__What the task asks__: Start at the top of the records and, please, print each line exactly through the line that contains "positive clicks: (466, 206)", leaving out all pictures.

*** Extracted data Section Begins ***

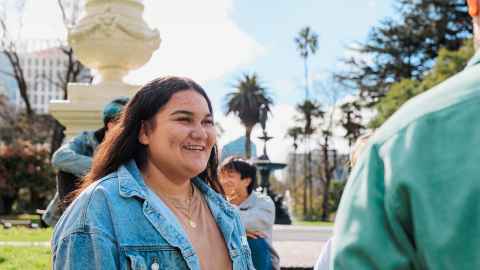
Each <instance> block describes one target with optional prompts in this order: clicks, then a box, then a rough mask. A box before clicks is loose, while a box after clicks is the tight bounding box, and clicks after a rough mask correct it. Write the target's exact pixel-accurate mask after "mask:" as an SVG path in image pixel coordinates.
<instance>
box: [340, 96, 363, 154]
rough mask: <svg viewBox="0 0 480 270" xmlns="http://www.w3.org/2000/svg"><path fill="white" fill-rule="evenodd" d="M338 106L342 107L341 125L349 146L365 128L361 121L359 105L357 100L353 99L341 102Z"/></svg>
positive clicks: (359, 104)
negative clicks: (343, 131)
mask: <svg viewBox="0 0 480 270" xmlns="http://www.w3.org/2000/svg"><path fill="white" fill-rule="evenodd" d="M340 108H341V109H342V120H341V125H342V126H343V128H344V129H345V131H346V133H345V136H344V137H345V138H346V139H347V140H348V146H349V147H351V146H352V144H353V142H355V141H356V140H357V139H358V137H360V134H361V133H362V130H364V129H365V126H363V125H362V123H361V120H362V115H361V112H360V109H361V105H360V104H359V103H358V102H357V101H353V102H347V103H345V104H343V105H342V106H341V107H340Z"/></svg>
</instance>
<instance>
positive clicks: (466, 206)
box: [329, 0, 480, 270]
mask: <svg viewBox="0 0 480 270" xmlns="http://www.w3.org/2000/svg"><path fill="white" fill-rule="evenodd" d="M479 1H480V0H473V1H469V4H472V3H473V2H475V3H474V4H475V6H477V7H478V2H479ZM470 8H471V10H470V11H471V14H472V15H473V16H474V17H477V16H478V15H479V14H478V13H479V11H478V8H476V9H472V6H470ZM478 21H479V20H478V19H475V18H474V22H478ZM475 27H476V29H479V28H478V25H476V26H475ZM476 40H478V39H476ZM479 117H480V51H477V52H476V54H475V56H474V57H473V58H472V59H471V60H470V62H469V63H468V65H467V67H466V68H465V69H464V70H463V71H462V72H460V73H458V74H457V75H455V76H453V77H452V78H450V79H448V80H447V81H445V82H443V83H441V84H440V85H438V86H436V87H434V88H433V89H431V90H429V91H427V92H426V93H424V94H422V95H420V96H418V97H415V98H414V99H412V100H410V101H409V102H407V103H406V104H405V105H404V106H403V107H402V108H401V109H400V110H399V111H398V112H397V113H395V114H394V115H393V116H392V117H391V118H390V119H389V120H388V121H387V122H386V123H385V124H384V125H383V126H382V127H380V128H379V129H377V130H376V131H375V134H374V135H373V137H372V138H370V140H369V142H368V145H367V146H366V148H365V150H364V151H363V152H362V154H361V155H360V157H359V159H358V162H357V164H356V165H355V167H354V169H353V171H352V174H351V176H350V178H349V180H348V183H347V186H346V188H345V192H344V194H343V197H342V201H341V203H340V207H339V210H338V212H337V216H336V221H335V229H334V235H335V237H334V238H333V244H332V260H331V263H330V267H329V268H330V269H334V270H338V269H349V270H352V269H353V270H363V269H369V270H371V269H381V270H404V269H434V270H443V269H480V256H479V252H480V230H479V228H480V125H479V124H478V123H479Z"/></svg>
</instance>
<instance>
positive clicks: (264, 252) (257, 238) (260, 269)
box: [247, 238, 272, 270]
mask: <svg viewBox="0 0 480 270" xmlns="http://www.w3.org/2000/svg"><path fill="white" fill-rule="evenodd" d="M247 240H248V245H249V246H250V251H252V261H253V266H255V269H257V270H272V255H271V254H270V249H269V248H268V243H267V241H266V240H265V239H262V238H257V239H251V238H248V239H247Z"/></svg>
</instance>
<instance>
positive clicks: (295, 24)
mask: <svg viewBox="0 0 480 270" xmlns="http://www.w3.org/2000/svg"><path fill="white" fill-rule="evenodd" d="M143 2H144V4H145V13H144V18H145V20H146V21H147V23H148V25H149V26H151V27H152V28H157V29H159V31H160V35H161V38H162V43H161V45H160V48H159V49H158V50H157V51H156V52H155V53H154V55H153V56H152V59H151V60H150V62H149V63H147V64H146V65H145V66H144V67H142V68H140V69H139V70H136V71H133V72H131V73H130V74H129V75H128V76H127V78H126V81H127V82H129V83H134V84H142V83H145V82H146V81H148V80H150V79H152V78H155V77H158V76H161V75H182V76H188V77H191V78H193V79H194V80H196V81H198V82H200V83H201V84H202V85H203V86H204V88H205V89H206V90H207V92H208V93H209V95H210V97H211V99H212V102H213V104H214V108H215V117H216V118H217V120H218V121H219V122H220V124H221V125H222V127H223V128H224V129H225V130H226V132H225V133H224V134H223V135H222V136H221V137H220V145H222V144H225V143H226V142H228V141H230V140H233V139H235V138H237V137H238V136H240V135H242V134H243V133H244V130H243V128H242V126H241V125H240V122H239V120H238V119H236V118H235V117H233V116H229V117H225V116H224V115H223V111H224V107H223V105H224V96H225V94H226V93H228V92H230V91H232V90H233V89H232V88H231V85H232V84H233V83H234V82H235V80H236V79H237V78H239V77H240V76H241V75H242V74H243V73H244V72H257V73H258V74H259V76H260V78H261V80H262V81H263V82H264V84H265V86H266V87H267V88H268V89H269V91H270V92H271V94H272V95H273V96H274V101H275V106H274V107H273V116H272V117H271V119H270V120H269V122H268V123H267V128H268V131H269V133H270V134H271V135H273V136H275V139H273V140H272V141H271V142H270V143H269V154H270V158H271V159H273V160H275V161H284V160H285V158H286V154H287V153H288V151H289V150H290V145H291V142H290V141H288V140H287V139H285V133H286V129H287V128H288V127H289V126H292V125H293V124H294V121H293V115H294V114H295V109H294V108H295V104H296V103H297V102H298V101H300V100H302V98H303V97H304V92H303V62H302V59H301V58H300V57H299V56H298V53H297V51H296V47H295V44H294V42H293V39H294V37H295V36H296V34H297V33H298V31H299V30H300V29H301V28H302V27H304V26H307V25H308V26H310V27H311V28H312V29H313V30H314V31H315V32H317V33H318V35H319V49H318V52H317V54H315V55H314V56H312V57H311V58H310V61H309V63H310V77H311V78H314V79H317V80H324V79H326V78H328V77H329V75H330V74H331V72H332V71H335V70H338V69H339V68H342V66H341V64H340V62H339V59H340V58H342V57H345V56H348V55H354V54H353V53H352V51H349V50H347V49H346V47H347V46H349V45H352V44H354V42H356V41H361V42H363V41H365V40H366V38H367V34H368V32H369V30H370V29H371V27H373V26H375V25H378V23H379V22H380V21H381V20H382V19H383V18H385V17H389V16H393V15H394V14H393V12H394V10H393V2H394V0H364V1H347V0H336V1H325V0H323V1H320V0H295V1H294V0H276V1H274V0H262V1H247V0H208V1H207V0H206V1H194V0H168V1H167V0H162V1H159V0H144V1H143ZM26 12H27V14H25V23H24V28H23V32H22V35H23V37H25V38H56V39H58V38H61V39H65V35H66V32H65V29H64V28H63V25H62V23H61V20H60V13H59V11H58V8H57V7H56V1H55V0H42V1H39V0H33V1H32V0H30V1H29V2H28V5H27V11H26ZM314 94H315V93H314ZM260 132H261V131H260V128H258V127H257V128H255V129H254V131H253V136H254V137H256V136H258V135H260ZM254 142H255V143H257V145H258V147H259V149H261V146H262V145H261V144H260V142H259V141H258V140H256V139H255V138H254ZM337 142H338V143H337V145H336V146H337V147H338V148H339V149H343V150H348V149H346V146H345V145H346V144H345V143H344V142H341V140H337Z"/></svg>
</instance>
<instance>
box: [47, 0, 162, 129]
mask: <svg viewBox="0 0 480 270" xmlns="http://www.w3.org/2000/svg"><path fill="white" fill-rule="evenodd" d="M143 10H144V5H143V3H142V1H141V0H86V4H85V13H84V16H83V17H82V18H81V19H80V21H79V23H78V24H77V25H76V26H75V27H74V28H73V29H69V33H68V42H69V44H70V45H71V46H72V48H73V50H74V54H75V57H76V58H77V59H79V60H80V62H82V64H84V65H85V66H87V67H89V68H92V69H95V70H97V71H98V73H99V74H100V76H101V78H97V80H96V81H98V83H97V84H94V85H91V84H85V83H71V84H69V86H68V96H69V100H53V101H51V102H50V105H49V111H50V113H51V114H52V115H53V116H54V117H55V118H56V119H57V120H58V121H59V122H60V123H61V124H62V125H64V126H65V127H66V130H65V135H66V137H67V138H70V137H72V136H75V135H76V134H78V133H79V132H81V131H83V130H94V129H97V128H99V127H101V126H102V124H103V123H102V119H101V112H102V109H103V107H104V106H105V104H106V103H108V102H109V101H111V100H112V99H113V98H116V97H119V96H132V95H133V94H135V92H136V91H138V89H139V88H140V87H139V86H138V85H129V84H126V83H124V82H123V81H122V79H123V77H124V76H125V75H126V74H127V73H128V72H129V71H130V70H132V69H136V68H139V67H141V66H143V65H144V64H145V63H146V62H148V60H149V59H150V58H151V56H152V53H153V52H154V51H155V50H156V49H158V47H159V46H160V35H159V32H158V30H156V29H155V30H153V29H150V28H149V27H148V26H147V24H146V23H145V21H144V20H143V17H142V14H143ZM98 79H99V80H98Z"/></svg>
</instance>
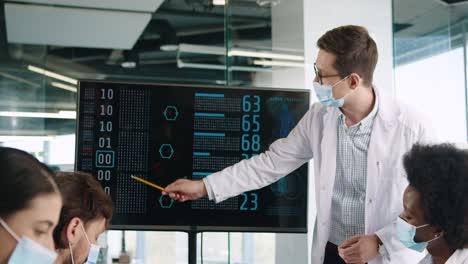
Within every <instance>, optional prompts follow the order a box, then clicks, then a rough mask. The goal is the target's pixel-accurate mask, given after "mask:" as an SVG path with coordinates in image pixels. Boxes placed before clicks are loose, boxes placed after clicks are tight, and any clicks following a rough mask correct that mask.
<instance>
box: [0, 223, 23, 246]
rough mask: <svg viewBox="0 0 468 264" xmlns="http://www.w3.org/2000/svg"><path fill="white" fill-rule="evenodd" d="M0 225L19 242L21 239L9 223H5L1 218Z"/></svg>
mask: <svg viewBox="0 0 468 264" xmlns="http://www.w3.org/2000/svg"><path fill="white" fill-rule="evenodd" d="M0 225H2V226H3V228H5V230H6V231H7V232H8V233H9V234H10V235H11V236H12V237H13V238H14V239H15V240H16V241H17V242H19V240H20V239H19V237H18V236H17V235H16V234H15V232H14V231H13V230H12V229H11V228H10V227H9V226H8V225H7V223H6V222H5V221H3V219H1V218H0Z"/></svg>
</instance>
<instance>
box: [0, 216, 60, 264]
mask: <svg viewBox="0 0 468 264" xmlns="http://www.w3.org/2000/svg"><path fill="white" fill-rule="evenodd" d="M0 225H2V226H3V228H5V230H6V231H7V232H8V233H10V235H11V236H12V237H13V238H14V239H15V240H16V241H18V244H17V245H16V247H15V249H14V250H13V253H12V254H11V256H10V258H9V259H8V264H20V263H34V264H52V263H54V261H55V259H56V258H57V254H56V253H55V252H53V251H51V250H49V249H47V248H45V247H43V246H42V245H40V244H38V243H36V242H35V241H33V240H31V239H29V238H27V237H21V238H20V237H18V236H17V235H16V234H15V232H13V230H12V229H11V228H10V227H9V226H8V225H7V223H5V221H3V220H2V219H1V218H0Z"/></svg>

*** Extracted data Section Ends ***

__Finished task__:
Each <instance> block describes one target with optional prompts in this order: clicks, then a box, then a rough mask. A box before clicks is loose, while a box after clicks is the tight bounding box, and clicks after a rough mask correct it. Write the target's exact pixel-accurate mask after "mask:" as an SVG path in image pixel coordinates.
<instance>
box: [340, 96, 363, 154]
rough mask: <svg viewBox="0 0 480 270" xmlns="http://www.w3.org/2000/svg"><path fill="white" fill-rule="evenodd" d="M338 106L342 107L341 125L349 146L365 128L361 121L359 105L357 100L353 99L341 102Z"/></svg>
positive clicks: (359, 104)
negative clicks: (343, 131)
mask: <svg viewBox="0 0 480 270" xmlns="http://www.w3.org/2000/svg"><path fill="white" fill-rule="evenodd" d="M340 108H341V109H342V120H341V125H342V126H343V128H344V129H345V131H346V133H345V136H344V137H345V138H346V139H347V140H348V146H349V147H351V146H352V144H353V142H355V141H356V140H357V139H358V137H360V134H361V133H362V130H364V129H365V126H363V125H362V123H361V120H362V115H361V112H360V109H361V105H360V104H359V103H358V102H357V101H353V102H347V103H345V104H343V105H342V106H341V107H340Z"/></svg>
</instance>
<instance>
positive clicks: (466, 206)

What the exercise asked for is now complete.